* _What you need to do_: Repeat all of the data precisely.

* _Raw data_:
..............................

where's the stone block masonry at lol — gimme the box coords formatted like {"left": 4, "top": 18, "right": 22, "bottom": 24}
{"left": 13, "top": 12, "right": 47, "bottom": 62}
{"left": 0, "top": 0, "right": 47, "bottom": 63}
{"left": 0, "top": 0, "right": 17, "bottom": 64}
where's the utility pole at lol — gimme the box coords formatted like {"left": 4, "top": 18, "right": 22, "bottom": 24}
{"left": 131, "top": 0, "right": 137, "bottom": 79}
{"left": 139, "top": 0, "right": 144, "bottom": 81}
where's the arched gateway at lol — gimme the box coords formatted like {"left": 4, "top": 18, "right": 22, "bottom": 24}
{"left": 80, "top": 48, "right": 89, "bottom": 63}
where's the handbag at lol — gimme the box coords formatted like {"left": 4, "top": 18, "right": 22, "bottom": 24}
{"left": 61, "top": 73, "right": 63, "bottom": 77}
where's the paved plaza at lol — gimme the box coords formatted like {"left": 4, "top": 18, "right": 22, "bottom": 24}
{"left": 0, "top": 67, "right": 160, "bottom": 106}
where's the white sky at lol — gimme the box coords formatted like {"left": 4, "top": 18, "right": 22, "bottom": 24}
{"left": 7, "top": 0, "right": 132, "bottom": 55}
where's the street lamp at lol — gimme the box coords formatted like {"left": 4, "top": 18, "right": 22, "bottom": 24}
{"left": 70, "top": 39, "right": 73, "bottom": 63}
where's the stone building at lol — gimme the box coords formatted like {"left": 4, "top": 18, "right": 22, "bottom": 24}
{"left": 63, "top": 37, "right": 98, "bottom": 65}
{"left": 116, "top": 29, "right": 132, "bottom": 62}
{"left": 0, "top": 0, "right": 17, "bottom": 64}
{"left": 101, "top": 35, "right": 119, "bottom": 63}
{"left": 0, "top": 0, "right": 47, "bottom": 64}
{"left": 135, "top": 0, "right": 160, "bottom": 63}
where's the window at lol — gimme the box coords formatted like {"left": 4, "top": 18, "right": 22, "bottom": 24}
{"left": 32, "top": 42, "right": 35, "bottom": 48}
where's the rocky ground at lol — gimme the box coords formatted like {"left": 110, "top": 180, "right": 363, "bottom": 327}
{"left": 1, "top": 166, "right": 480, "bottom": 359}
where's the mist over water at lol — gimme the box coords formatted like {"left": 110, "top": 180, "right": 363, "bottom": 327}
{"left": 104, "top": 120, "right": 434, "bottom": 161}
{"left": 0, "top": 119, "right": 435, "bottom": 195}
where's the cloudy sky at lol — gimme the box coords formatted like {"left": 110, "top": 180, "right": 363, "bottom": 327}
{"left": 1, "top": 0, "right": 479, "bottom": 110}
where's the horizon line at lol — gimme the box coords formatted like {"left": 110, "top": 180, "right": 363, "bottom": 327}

..............................

* _Exercise response_:
where's the stone block masonry at lol — gimme the box coords formatted like {"left": 4, "top": 18, "right": 22, "bottom": 24}
{"left": 13, "top": 12, "right": 47, "bottom": 62}
{"left": 0, "top": 0, "right": 47, "bottom": 63}
{"left": 0, "top": 0, "right": 17, "bottom": 64}
where's the utility pole at lol — gimme the box coords formatted like {"left": 4, "top": 18, "right": 22, "bottom": 24}
{"left": 131, "top": 0, "right": 137, "bottom": 79}
{"left": 139, "top": 0, "right": 144, "bottom": 81}
where's the arched gateway at lol — gimme the box coords formatted like {"left": 4, "top": 18, "right": 22, "bottom": 24}
{"left": 80, "top": 48, "right": 89, "bottom": 63}
where's the handbag at lol — gimme the box coords formatted like {"left": 4, "top": 18, "right": 22, "bottom": 24}
{"left": 61, "top": 73, "right": 63, "bottom": 77}
where's the paved plaza at lol — gimme the box coords formatted like {"left": 4, "top": 18, "right": 22, "bottom": 24}
{"left": 0, "top": 67, "right": 160, "bottom": 106}
where's the white sky at lol — gimme the box coords formatted like {"left": 4, "top": 18, "right": 22, "bottom": 24}
{"left": 7, "top": 0, "right": 132, "bottom": 55}
where's the street lamp at lol — gimme the box coords formatted like {"left": 4, "top": 18, "right": 22, "bottom": 24}
{"left": 70, "top": 39, "right": 73, "bottom": 63}
where's the stone building at lol — gimme the box coords formatted like {"left": 4, "top": 18, "right": 22, "bottom": 24}
{"left": 63, "top": 37, "right": 98, "bottom": 65}
{"left": 116, "top": 29, "right": 132, "bottom": 62}
{"left": 0, "top": 0, "right": 17, "bottom": 64}
{"left": 101, "top": 35, "right": 119, "bottom": 63}
{"left": 0, "top": 0, "right": 47, "bottom": 64}
{"left": 135, "top": 0, "right": 160, "bottom": 63}
where's the window at lol — gimme the box coords formatted like {"left": 4, "top": 18, "right": 22, "bottom": 24}
{"left": 32, "top": 42, "right": 35, "bottom": 48}
where's the rocky ground at lol — gimme the box coords formatted like {"left": 110, "top": 180, "right": 363, "bottom": 327}
{"left": 1, "top": 166, "right": 480, "bottom": 359}
where's the mist over water at lol — gimme the box coords formatted like {"left": 110, "top": 180, "right": 363, "bottom": 327}
{"left": 104, "top": 120, "right": 434, "bottom": 161}
{"left": 0, "top": 119, "right": 435, "bottom": 195}
where's the cloudy sky at lol — gimme the box coords formatted like {"left": 110, "top": 180, "right": 363, "bottom": 327}
{"left": 1, "top": 0, "right": 479, "bottom": 110}
where's the horizon line at lol — gimme the box coords formatted like {"left": 110, "top": 180, "right": 363, "bottom": 327}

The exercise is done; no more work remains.